GIVEN REQUEST
In the part of the material that opens with the line containing "Scan the image provided and answer: is any sunlit" and closes with the line containing "xmin=0 ymin=102 xmax=429 ymax=240", change "water surface" to "river surface" and give only those lines back, otherwise unchanged. Leave the picture out.

INFORMATION SHOWN
- - - -

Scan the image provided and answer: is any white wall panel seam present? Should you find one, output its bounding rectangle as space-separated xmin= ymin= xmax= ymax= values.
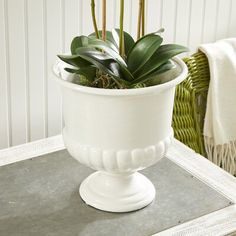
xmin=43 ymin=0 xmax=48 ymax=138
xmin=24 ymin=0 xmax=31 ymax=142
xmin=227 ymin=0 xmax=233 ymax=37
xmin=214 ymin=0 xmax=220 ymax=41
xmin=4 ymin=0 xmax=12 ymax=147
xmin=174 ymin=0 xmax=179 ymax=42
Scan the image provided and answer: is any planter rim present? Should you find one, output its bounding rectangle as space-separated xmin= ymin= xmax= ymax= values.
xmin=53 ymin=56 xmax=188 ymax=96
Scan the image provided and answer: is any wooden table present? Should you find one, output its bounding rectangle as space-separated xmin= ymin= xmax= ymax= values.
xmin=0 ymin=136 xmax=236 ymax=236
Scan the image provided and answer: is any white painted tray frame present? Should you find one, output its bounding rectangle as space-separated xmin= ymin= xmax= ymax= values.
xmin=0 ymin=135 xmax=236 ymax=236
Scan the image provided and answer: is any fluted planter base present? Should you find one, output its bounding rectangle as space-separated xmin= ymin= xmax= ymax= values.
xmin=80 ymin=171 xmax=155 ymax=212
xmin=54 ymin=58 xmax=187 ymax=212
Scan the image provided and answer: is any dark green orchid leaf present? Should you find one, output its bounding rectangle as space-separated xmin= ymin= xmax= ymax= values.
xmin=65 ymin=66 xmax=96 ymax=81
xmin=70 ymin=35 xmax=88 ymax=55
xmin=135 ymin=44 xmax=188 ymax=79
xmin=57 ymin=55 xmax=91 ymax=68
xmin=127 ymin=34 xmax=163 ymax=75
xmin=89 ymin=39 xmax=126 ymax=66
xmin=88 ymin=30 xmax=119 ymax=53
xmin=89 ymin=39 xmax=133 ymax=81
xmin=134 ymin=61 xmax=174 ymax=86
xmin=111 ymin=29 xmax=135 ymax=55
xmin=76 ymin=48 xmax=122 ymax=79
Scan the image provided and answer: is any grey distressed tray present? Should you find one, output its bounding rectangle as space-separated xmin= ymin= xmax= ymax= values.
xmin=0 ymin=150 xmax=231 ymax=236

- - - -

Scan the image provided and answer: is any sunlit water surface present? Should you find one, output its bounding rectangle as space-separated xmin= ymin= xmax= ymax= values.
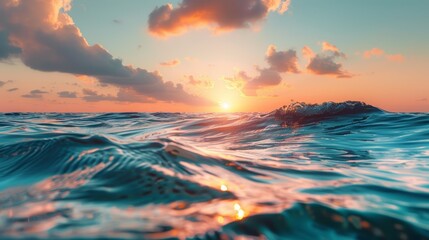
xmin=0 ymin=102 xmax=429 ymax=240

- - - -

EXERCISE ANSWER
Scan the image provided and answer: is any sunlit river surface present? Should you find one, output its bounding rectangle as space-separated xmin= ymin= xmax= ymax= values.
xmin=0 ymin=102 xmax=429 ymax=240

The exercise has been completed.